## [Data to use]
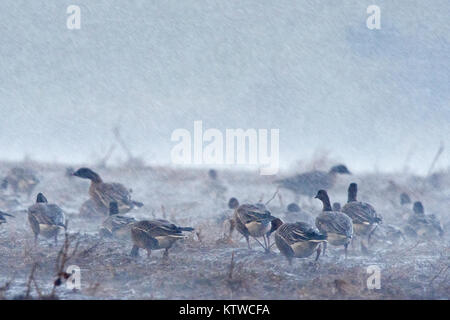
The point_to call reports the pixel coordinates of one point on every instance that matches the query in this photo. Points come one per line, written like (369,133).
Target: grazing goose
(337,226)
(46,219)
(253,220)
(21,180)
(154,235)
(3,215)
(297,240)
(404,199)
(214,186)
(115,225)
(363,215)
(309,182)
(420,224)
(103,193)
(405,209)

## [What is required]
Return each line of the rows above that contains the string "every", treating uppercase and lowercase as distinct.

## [Problem solution]
The point_to call reports the pixel coordinates of one point on every instance that matches the query in this photo. Points come one per line, written like (369,133).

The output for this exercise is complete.